## Exercices proposés
A) Répondez aux questions suivantes d'après le texte sur l'exposition du musée Matisse.
(i) Où est accrochée la troisième version de La Danse ?
(ii) En quelle année la grande série de planches a-t-elle été conçue ?
(iii) De quelles années datent les travaux préparatoires aux figures de la chapelle Notre-Dame du Rosaire à Vence ?
B) Poursuivez le texte sur l'exposition du musée Matisse en reprenant après sa dernière phrase.

## Texte de la page
+--
L’exposition du musée Matisse se base sur une série de dualités. La principale relève du choix de ne presque jamais présenter dans la même salle les œuvres des deux artistes. Autre particularité, ce qui nous est donné à voir d’Henri Matisse ici n’est pas l’œuvre du virtuose coloriste que l’on a coutume de contempler, mais celle d’un inlassable expérimentateur du noir et du blanc, autrement dit du trait et de la ligne. Dans les salles qui lui sont consacrées, le visiteur bénéficie ainsi d’une unique occasion de suivre au plus près les variations et études séquentielles destinées à des œuvres majeures et réalisées à vingt ans d’écart. On pense ici aux esquisses pour la troisième version de La Danse (1930-1933) accrochée à la Fondation Barnes à Philadelphie ou à celles préparatoires aux figures de la chapelle Notre-Dame du Rosaire à Vence (1948-1953). De nombreuses lithographies et eaux-fortes viennent compléter ce panorama, dont les planches issues de la grande série conçue en 1929, très rarement exposées.
+--
## Entrées fournies
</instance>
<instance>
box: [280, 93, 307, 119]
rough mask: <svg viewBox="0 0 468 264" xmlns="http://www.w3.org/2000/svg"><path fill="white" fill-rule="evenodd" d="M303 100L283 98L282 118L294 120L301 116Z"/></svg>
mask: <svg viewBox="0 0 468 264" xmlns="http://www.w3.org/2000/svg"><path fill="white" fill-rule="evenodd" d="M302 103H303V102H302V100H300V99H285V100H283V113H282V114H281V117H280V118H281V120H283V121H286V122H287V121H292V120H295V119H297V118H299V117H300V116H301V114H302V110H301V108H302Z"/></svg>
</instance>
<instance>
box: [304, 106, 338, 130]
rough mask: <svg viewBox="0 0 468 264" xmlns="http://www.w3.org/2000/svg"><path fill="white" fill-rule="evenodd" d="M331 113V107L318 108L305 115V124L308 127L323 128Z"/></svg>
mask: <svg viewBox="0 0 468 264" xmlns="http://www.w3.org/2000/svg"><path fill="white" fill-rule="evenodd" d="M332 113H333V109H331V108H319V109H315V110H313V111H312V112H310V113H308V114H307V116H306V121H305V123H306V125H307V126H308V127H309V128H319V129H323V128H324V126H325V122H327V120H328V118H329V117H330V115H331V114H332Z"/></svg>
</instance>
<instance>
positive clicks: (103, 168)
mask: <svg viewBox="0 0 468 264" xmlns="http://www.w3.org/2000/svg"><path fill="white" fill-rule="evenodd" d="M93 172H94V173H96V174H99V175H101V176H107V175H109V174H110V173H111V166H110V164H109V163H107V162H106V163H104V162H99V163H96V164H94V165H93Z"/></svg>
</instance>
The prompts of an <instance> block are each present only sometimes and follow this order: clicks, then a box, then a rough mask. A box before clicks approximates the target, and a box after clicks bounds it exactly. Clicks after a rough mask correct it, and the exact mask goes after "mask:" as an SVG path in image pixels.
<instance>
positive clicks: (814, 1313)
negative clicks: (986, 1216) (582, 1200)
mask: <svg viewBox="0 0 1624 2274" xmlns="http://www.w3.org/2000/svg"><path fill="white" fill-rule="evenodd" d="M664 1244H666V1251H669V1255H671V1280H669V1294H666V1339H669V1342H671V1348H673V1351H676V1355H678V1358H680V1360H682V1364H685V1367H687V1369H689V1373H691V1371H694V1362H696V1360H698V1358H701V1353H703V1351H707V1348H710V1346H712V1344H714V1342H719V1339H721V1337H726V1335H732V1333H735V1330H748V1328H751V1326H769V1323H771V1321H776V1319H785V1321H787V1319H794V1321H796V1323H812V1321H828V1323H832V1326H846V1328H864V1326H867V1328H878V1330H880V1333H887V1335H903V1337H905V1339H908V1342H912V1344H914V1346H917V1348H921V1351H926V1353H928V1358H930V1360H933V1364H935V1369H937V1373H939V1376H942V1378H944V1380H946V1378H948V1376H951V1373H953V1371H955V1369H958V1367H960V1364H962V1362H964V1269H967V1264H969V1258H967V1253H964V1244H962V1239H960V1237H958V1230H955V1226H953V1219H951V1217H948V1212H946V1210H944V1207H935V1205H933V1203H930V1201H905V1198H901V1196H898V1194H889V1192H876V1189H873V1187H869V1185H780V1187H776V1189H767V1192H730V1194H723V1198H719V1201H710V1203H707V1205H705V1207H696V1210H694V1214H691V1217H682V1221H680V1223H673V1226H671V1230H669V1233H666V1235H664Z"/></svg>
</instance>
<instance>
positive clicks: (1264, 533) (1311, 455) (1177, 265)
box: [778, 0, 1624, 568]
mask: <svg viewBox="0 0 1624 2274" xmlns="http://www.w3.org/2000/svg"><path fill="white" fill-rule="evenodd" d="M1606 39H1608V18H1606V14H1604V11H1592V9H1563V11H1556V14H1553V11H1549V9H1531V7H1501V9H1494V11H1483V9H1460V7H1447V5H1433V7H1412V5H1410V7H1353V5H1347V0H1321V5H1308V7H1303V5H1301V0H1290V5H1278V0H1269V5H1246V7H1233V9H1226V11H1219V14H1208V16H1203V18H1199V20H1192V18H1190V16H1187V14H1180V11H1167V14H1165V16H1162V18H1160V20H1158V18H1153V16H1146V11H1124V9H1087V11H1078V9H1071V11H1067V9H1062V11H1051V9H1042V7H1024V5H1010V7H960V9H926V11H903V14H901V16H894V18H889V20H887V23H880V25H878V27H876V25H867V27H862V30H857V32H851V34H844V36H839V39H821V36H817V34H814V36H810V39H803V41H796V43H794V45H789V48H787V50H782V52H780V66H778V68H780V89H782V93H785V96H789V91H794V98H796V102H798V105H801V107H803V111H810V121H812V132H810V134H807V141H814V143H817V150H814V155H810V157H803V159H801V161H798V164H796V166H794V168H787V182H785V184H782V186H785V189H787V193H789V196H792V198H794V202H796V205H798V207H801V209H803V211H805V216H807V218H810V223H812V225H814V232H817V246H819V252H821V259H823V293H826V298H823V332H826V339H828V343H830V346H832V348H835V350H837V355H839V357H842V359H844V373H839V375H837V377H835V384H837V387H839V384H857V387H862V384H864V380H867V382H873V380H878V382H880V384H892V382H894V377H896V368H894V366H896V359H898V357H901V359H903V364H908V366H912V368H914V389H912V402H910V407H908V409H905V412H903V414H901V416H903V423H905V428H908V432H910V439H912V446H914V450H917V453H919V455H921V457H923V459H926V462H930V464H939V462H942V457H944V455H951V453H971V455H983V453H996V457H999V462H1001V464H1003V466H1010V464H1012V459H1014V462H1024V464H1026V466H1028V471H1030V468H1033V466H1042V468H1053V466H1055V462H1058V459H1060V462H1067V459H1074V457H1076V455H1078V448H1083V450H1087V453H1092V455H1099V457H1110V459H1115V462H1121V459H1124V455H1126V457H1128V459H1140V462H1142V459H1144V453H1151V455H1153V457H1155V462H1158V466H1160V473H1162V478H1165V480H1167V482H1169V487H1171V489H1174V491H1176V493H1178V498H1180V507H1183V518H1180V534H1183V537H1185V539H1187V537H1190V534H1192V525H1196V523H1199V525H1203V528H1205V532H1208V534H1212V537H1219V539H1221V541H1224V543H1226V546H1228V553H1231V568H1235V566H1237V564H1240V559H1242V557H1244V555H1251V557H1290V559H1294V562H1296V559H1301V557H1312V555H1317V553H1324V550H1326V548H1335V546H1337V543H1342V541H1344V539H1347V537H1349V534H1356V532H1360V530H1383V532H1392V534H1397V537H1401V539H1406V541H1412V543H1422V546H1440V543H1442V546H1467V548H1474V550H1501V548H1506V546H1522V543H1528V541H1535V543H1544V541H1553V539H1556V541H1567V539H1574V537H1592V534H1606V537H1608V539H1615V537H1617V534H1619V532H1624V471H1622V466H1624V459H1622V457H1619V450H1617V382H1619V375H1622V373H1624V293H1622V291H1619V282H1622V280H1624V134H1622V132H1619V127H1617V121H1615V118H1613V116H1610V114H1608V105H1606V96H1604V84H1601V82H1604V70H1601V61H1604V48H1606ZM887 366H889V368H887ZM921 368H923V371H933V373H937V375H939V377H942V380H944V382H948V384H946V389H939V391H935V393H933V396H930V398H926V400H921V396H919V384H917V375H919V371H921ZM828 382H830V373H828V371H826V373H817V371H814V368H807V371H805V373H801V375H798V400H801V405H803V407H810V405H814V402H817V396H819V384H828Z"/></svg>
+--
## Réponses fournies
A)
(i) À la Fondation Barnes, à Philadelphie.
(ii) En 1929.
(iii) De 1948 à 1953.

B)
Éric de Chassey parle donc à juste titre de « consonances et de dissonances » entre les deux démarches, qu’il s’agisse du traitement ou non de la couleur, des techniques, des supports ou des formats. Djamel Tatah, quant à lui, note que « dans cette exposition, les visiteurs [peuvent] s’apercevoir que Matisse a ouvert un champ d’expérimentation de la forme qui laisse une grande liberté d’expression aux artistes qui se sont, à des degrés divers, appropriés sa peinture ». (1)
Les questions du dessin et de la ligne restent cependant les éléments fondamentaux de cette rencontre, eux qui peuvent rapprocher les deux hommes. « Ce qui m’a interpellé chez Matisse, c’est le dénuement des figures, les espaces vides, la simplicité des traits, le dessin qui ne perd jamais le contact avec l’idée », poursuit Djamel Tatah.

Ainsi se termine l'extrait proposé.